(Records drawn from a dataset)
*** Begin section ***

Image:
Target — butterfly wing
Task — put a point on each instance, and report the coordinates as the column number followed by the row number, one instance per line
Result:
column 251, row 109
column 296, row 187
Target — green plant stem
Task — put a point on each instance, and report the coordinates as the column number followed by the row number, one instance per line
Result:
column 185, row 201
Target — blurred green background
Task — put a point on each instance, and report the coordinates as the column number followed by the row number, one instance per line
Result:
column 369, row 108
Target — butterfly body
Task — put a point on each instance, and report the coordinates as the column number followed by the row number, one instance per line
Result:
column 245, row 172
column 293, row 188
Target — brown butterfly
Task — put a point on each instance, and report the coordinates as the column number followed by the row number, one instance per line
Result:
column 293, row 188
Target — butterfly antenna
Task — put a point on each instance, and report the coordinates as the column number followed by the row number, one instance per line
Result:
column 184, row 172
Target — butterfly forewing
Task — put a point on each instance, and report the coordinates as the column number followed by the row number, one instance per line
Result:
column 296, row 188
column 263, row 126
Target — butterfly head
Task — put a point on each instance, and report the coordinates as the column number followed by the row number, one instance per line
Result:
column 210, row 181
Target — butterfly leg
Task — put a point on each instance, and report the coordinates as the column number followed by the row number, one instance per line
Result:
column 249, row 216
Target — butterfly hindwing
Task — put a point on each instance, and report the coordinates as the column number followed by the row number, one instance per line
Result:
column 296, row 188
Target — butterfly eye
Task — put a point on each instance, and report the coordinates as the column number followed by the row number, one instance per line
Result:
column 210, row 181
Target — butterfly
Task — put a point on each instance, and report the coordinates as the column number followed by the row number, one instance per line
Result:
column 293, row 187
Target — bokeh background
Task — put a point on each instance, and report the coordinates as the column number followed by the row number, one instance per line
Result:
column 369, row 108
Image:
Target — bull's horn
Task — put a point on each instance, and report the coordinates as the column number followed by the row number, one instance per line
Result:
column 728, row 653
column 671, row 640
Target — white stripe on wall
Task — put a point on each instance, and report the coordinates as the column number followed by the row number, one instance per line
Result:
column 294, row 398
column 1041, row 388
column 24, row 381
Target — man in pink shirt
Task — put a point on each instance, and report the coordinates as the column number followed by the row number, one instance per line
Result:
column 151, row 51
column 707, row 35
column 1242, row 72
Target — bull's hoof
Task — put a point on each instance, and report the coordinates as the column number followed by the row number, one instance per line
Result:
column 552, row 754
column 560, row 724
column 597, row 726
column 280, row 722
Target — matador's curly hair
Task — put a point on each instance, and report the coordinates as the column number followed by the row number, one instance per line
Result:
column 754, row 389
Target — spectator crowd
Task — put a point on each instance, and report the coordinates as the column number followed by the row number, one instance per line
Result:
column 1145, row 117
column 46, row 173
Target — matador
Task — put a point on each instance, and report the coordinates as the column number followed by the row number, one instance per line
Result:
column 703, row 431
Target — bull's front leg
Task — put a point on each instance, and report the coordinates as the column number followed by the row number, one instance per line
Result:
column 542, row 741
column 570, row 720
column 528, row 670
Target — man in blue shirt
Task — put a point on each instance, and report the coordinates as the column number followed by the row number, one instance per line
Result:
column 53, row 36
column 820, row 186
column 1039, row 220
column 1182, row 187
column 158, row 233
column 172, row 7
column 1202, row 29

*** End section ***

* _What to do_
Print the records above exactly as they appear.

* _Exercise solution_
Image:
Target — butterfly wing
Task — put a point on each instance, and report the coordinates as the column number followed by the row number, one instance per line
Result:
column 251, row 109
column 296, row 187
Target — green plant stem
Task — put a point on each instance, and report the coordinates as the column number followed by the row number, one instance per line
Result:
column 185, row 201
Target — blurred green background
Task — put a point on each instance, and report the coordinates as the column number followed by the row number, one instance per line
Result:
column 369, row 108
Target — butterfly body
Task — put a point on each instance, and report the coordinates as the column number followed by the row number, one instance per line
Result:
column 245, row 172
column 293, row 188
Target — brown butterfly
Task — put a point on each instance, and report the coordinates as the column number followed by the row number, one instance per line
Result:
column 293, row 188
Target — butterfly antenna
Task — put a point on each instance, and report the coordinates as the column number followed by the row number, one instance per line
Result:
column 184, row 172
Target — butterfly forewing
Task — put a point on each instance, and report the coordinates as the column number followed by the row number, one instance per line
Result:
column 296, row 188
column 263, row 126
Target — butterfly head
Task — put a point on each instance, and report the coordinates as the column number followed by the row number, one instance per line
Result:
column 210, row 181
Target — butterfly leg
Task — put a point on each instance, and report the coordinates as the column number followed by the row number, one instance per line
Result:
column 249, row 216
Target — butterfly hindwing
Task — put a point on each instance, and report the coordinates as the column number followed by the row number, one instance per line
Result:
column 296, row 188
Target — butterfly eye
Task — put a point on each instance, and report the coordinates as the column number followed by the row number, one instance per line
Result:
column 210, row 181
Target — butterfly
Task — put a point on each instance, and report the coordinates as the column number followed by the row number, one instance per line
Result:
column 293, row 187
Target — bokeh background
Task — put a point on each instance, and report the coordinates as the column number followed by the row number, one instance per line
Result:
column 369, row 108
Image:
Target — bull's horn
Task — put a point on each instance, and report the coordinates as the column number followed by the row number, one instance per line
Result:
column 728, row 653
column 671, row 640
Target — white stripe on wall
Task — put a point on each instance, and report the coordinates as the column number followed by the row number, one instance per line
Result:
column 294, row 398
column 1041, row 388
column 24, row 381
Target — man in pink shirt
Task — put a point on each instance, and report the coordinates as the column number followed by the row number, one instance per line
Result:
column 151, row 51
column 707, row 35
column 1242, row 72
Target — bull's hoof
Task — put a point on each instance, and report the coordinates as the column number followed by the row number, one instance per line
Result:
column 552, row 754
column 560, row 724
column 597, row 726
column 280, row 722
Target — matador's curly hair
Task — put a point on each instance, and report the coordinates as the column number followed by the row number, one instance per line
Result:
column 754, row 389
Target — spectator crowd
Task — put a point on each instance, and report the coordinates as the column number followed by the row number, one instance per line
Result:
column 1145, row 117
column 46, row 173
Target — matador
Task — put a point on each instance, and report the coordinates as the column number followed by the row number, one instance per line
Result:
column 703, row 431
Target — bull's front leg
Task — put a point on each instance, and report the coordinates as the column number followed by the row number, one instance per line
Result:
column 542, row 741
column 570, row 720
column 528, row 670
Target — man in blue shirt
Task — put a point on each instance, and report the coordinates as the column number followed by the row number, one instance per line
Result:
column 53, row 36
column 820, row 186
column 1039, row 220
column 1182, row 187
column 158, row 233
column 172, row 7
column 1202, row 29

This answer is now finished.